課題 1
提示文によると、タイフォン計画が断念されたのは何年何月ですか。
課題 2
提示文では、1958年の時点でスーパー・タロスとスーパー・テリアの開発が着手されていました。その理由を、提示文に基づいて説明してください。
課題 3
提示文のうち、「1961年のテリアのセミアク」から「な生産契約を獲得した[4]。」までを一字一句そのまま書き写してください。

提示文
▼▼▼
SM-1MRは、先行するターター(1962年運用開始)の代替にあたる[3][4]。ターターやテリア(1954年運用開始)、そしてテリアよりも長射程のタロス(1957年運用開始)は一般に3-Tとして知られるが、1958年の時点で、既にこれらのシステムのリアクションタイムや信頼性についての懸念から、後継としてスーパー・タロスおよびスーパー・テリア(後のタイフォン)の開発が着手されていた[4]。タロスとテリアは全く別の設計によって開発されていたのに対し、タイフォンでは、ミサイルそのものは標準化して、長射程が必要な場合にはブースターを付して射程を延伸するというコンセプトが採用された[4]。
タイフォン計画は技術的・コスト的な問題に直面して1963年12月に断念されたものの、海軍作戦部長はミサイルの問題に対処するための長期的な研究開発プロジェクトを発足させており、タイフォンで採択されていたミサイル標準化のコンセプトを敷衍していくことが決定された[4]。これに基づいて、中射程型(MR)および長射程型(ER)をファミリー化するかたちで開発されたのがスタンダードであり、早くも1963年10月には水上ミサイル・システム計画室(Surface Missile Systems Project Office)によって計画が正式に公表され[3]、1964年12月にはジェネラル・ダイナミクス社との間で1,300万米ドルの契約が締結された[4]。
1961年のテリアのセミアクティブ・レーダー・ホーミング(SARH)誘導モデル(テリアHT)の生産開始とともに、既に改良型ターター(IT)との統合が図られており、価格ベースで85%の部品が共用化されていた[5]。この共用化を背景として、SM-1MRは改良型ターター改造型(RIM-24C)を、また長射程型のSM-1ERはテリアHT-3(RIM-2F)をベースとして開発された[4]。1967年3月、ジェネラル・ダイナミクス社のポモナ部門は、新型ミサイルの本格的な生産契約を獲得した[4]。
RIM-24 ターターの後継として開発されたのがRIM-66 SM-1MRであり、最初の量産モデルであるブロックIVはRIM-66Aとして1968年より配備を開始して、計1,665発が生産された[3]。また量産前モデルと位置付けられたブロックIIIも[4][注 2]、1,194発が生産されて、1970年よりブロックIV仕様に改修された[3]。これらのモデルはSM-1Aとも称される[5]。
▲▲▲
記録一覧
▼▼▼
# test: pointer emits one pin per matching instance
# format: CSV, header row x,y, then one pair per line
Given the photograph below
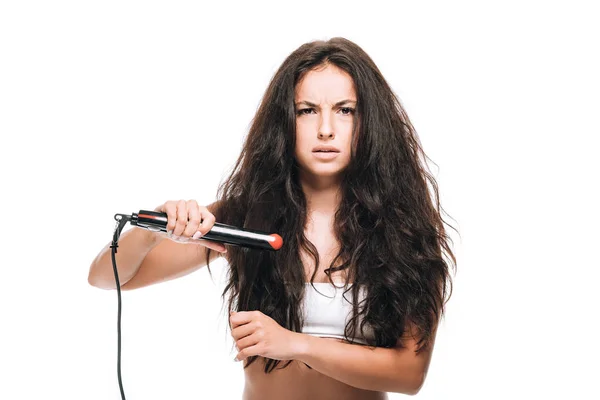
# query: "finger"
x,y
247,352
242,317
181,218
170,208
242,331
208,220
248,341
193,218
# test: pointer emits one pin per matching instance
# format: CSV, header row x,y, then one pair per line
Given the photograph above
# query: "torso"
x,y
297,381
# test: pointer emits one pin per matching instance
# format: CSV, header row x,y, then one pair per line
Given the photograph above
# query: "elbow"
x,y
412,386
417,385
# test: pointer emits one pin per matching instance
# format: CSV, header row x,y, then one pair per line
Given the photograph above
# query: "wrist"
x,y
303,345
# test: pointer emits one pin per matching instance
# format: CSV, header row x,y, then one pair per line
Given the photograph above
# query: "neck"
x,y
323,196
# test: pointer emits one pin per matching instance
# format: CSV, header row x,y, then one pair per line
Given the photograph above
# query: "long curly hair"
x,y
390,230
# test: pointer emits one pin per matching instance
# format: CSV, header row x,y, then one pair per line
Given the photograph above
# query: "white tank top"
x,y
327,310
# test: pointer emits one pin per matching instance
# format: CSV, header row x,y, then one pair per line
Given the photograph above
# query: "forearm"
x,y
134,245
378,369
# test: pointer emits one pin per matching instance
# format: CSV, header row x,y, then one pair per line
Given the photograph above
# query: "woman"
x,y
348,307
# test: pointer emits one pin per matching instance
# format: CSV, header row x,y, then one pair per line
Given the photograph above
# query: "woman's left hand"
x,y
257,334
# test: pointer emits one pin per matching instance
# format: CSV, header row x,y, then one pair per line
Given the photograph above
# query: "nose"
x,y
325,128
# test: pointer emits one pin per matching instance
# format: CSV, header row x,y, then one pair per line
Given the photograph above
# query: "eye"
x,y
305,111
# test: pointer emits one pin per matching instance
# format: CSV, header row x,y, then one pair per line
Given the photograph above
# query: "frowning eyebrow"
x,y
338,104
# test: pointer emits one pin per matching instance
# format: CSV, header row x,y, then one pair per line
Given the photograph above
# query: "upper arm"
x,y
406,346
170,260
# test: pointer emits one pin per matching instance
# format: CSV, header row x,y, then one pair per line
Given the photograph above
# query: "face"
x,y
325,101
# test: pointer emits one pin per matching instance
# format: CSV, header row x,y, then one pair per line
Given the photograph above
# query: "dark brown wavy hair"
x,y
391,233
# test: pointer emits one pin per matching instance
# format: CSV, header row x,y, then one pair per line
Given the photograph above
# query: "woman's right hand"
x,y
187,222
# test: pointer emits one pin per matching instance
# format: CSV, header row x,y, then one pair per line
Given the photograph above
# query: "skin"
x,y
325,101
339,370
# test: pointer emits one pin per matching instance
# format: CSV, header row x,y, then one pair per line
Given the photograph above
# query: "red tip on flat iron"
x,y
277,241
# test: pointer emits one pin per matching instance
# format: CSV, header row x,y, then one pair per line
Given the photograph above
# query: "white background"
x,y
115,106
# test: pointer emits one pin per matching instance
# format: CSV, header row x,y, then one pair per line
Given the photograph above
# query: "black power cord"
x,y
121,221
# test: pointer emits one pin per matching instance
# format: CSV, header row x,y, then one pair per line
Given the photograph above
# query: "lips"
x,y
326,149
▲▲▲
▼▼▼
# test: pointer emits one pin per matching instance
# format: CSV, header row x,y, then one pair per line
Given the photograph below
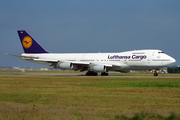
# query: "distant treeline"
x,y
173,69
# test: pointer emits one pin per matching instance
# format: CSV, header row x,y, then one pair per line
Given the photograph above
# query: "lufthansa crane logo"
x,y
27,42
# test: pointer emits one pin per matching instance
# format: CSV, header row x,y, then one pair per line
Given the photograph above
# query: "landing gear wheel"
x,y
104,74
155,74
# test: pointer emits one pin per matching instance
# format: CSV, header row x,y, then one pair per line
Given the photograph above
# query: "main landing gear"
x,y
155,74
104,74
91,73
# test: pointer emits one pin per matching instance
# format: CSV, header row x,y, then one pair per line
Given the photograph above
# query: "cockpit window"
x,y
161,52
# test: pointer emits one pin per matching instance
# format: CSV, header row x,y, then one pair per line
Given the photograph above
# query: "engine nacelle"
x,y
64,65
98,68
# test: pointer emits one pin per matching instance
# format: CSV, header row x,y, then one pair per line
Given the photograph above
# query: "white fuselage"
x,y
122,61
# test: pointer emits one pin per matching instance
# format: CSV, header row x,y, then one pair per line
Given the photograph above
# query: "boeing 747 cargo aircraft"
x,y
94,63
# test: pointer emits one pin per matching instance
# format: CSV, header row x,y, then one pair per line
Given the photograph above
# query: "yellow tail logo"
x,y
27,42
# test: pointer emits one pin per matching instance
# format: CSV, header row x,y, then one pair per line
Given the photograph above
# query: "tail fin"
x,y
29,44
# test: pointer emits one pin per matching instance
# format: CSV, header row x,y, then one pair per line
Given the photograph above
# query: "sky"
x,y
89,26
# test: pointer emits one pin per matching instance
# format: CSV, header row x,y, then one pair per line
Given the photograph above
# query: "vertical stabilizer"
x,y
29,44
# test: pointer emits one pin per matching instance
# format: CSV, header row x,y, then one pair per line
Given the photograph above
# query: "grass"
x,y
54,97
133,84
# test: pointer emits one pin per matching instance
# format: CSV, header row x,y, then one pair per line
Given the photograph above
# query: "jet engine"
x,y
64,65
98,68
▲▲▲
解答 1
1963年12月です。

解答 2
ターター、テリア、タロス(3-T)のリアクションタイムや信頼性に懸念があったためです。そこで、これらの後継として開発が始められました。

解答 3
1961年のテリアのセミアクティブ・レーダー・ホーミング(SARH)誘導モデル(テリアHT)の生産開始とともに、既に改良型ターター(IT)との統合が図られており、価格ベースで85%の部品が共用化されていた[5]。この共用化を背景として、SM-1MRは改良型ターター改造型(RIM-24C)を、また長射程型のSM-1ERはテリアHT-3(RIM-2F)をベースとして開発された[4]。1967年3月、ジェネラル・ダイナミクス社のポモナ部門は、新型ミサイルの本格的な生産契約を獲得した[4]。